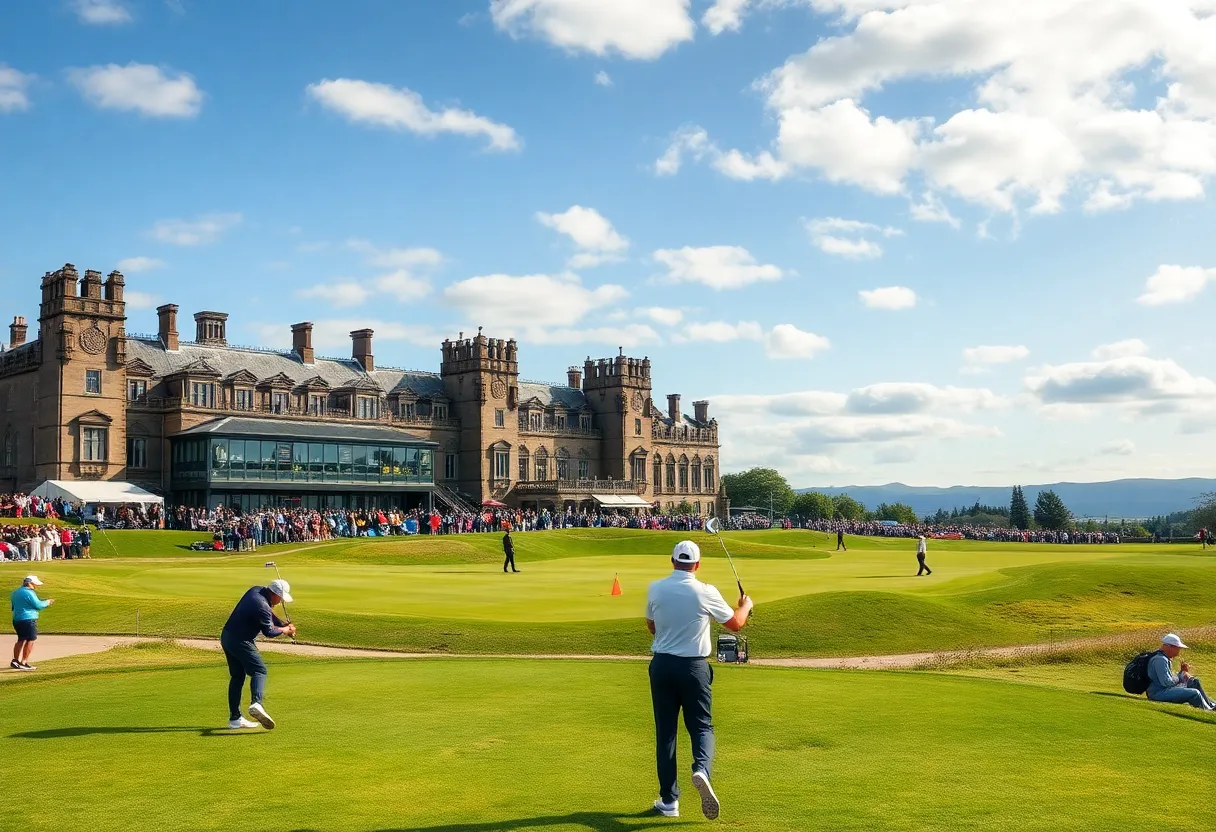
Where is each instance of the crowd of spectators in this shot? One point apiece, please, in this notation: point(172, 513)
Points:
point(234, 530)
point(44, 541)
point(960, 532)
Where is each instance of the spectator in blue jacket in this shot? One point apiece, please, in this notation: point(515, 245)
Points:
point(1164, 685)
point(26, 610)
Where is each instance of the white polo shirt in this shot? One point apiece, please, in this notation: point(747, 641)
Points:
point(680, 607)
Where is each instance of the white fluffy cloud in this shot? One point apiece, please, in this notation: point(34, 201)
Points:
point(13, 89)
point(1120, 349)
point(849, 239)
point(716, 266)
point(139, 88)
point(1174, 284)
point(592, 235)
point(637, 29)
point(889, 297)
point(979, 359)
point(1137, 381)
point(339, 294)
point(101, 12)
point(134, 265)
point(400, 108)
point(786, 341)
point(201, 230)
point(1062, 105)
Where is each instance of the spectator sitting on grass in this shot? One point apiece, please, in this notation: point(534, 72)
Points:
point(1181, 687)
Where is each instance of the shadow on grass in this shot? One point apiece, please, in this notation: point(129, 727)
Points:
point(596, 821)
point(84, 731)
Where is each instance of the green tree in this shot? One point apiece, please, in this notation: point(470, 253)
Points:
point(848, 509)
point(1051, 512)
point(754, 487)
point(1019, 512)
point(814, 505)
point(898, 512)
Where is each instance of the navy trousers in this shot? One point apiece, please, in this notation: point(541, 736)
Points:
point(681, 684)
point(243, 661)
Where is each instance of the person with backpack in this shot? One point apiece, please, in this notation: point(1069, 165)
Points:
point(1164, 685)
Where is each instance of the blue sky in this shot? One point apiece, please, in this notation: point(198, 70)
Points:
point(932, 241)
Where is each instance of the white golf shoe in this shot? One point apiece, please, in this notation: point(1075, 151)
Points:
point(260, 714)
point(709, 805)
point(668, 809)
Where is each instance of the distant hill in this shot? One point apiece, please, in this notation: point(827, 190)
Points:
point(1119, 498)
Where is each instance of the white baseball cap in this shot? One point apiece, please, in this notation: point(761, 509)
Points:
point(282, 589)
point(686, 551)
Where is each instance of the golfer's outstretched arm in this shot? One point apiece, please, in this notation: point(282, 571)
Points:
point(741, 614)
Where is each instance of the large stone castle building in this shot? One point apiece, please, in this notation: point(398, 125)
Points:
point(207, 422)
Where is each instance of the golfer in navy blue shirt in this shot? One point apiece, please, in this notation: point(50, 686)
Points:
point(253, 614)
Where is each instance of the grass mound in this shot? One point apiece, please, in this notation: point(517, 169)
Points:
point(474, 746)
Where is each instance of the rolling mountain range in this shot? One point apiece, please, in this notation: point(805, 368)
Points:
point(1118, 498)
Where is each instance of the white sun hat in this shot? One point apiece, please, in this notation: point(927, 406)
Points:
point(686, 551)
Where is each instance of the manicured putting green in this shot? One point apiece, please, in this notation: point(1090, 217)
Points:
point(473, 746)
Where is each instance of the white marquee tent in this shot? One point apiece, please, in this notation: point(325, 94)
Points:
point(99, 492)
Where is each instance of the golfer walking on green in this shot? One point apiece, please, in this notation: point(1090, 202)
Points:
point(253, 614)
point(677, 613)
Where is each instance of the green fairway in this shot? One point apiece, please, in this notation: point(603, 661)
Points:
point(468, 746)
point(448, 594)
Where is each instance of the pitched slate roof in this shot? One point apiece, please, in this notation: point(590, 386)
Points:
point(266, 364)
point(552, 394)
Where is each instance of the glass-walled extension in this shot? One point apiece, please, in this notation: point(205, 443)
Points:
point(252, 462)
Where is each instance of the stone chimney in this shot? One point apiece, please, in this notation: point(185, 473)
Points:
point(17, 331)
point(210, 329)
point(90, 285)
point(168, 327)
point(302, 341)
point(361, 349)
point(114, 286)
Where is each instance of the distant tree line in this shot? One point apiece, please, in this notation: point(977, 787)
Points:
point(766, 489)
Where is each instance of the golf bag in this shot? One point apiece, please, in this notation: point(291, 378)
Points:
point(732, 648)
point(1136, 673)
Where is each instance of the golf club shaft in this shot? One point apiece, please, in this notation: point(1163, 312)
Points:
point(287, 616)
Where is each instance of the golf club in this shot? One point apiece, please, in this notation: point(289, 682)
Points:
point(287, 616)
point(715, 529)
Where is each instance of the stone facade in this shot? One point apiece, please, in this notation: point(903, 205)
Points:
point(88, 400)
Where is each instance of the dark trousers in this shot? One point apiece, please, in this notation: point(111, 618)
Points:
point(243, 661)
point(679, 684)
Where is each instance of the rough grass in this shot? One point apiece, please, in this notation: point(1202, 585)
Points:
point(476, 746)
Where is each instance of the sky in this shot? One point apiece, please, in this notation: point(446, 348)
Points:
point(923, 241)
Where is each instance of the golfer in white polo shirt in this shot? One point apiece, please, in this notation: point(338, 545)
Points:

_ _ _ _ _ _ _

*What is being asked*:
Copy all lines from the data above that contain the word "white".

*Response*:
Where is each instance of the white polo shirt in this shot? One point apiece, please, in this notation: point(747, 641)
Where is each instance of the white fluffy cloud in this shot? One point apiece, please, in this notation: point(34, 201)
Where is each instance of the white golf shoe in this shot? One point apiece, please, in this notation: point(1075, 151)
Where is each instance of the white baseball cap in this shot? One point apiece, please, in this notation: point(761, 509)
Where is each instance of the white sun hat in this shot? One point apiece, please, in this notation: point(927, 406)
Where is each instance of the white marquee tent in this shot? One point apiece, please, in this notation: point(325, 94)
Where is each instance of the golfer in white polo shirt in this shot? One point apiece, please, in this notation: point(338, 545)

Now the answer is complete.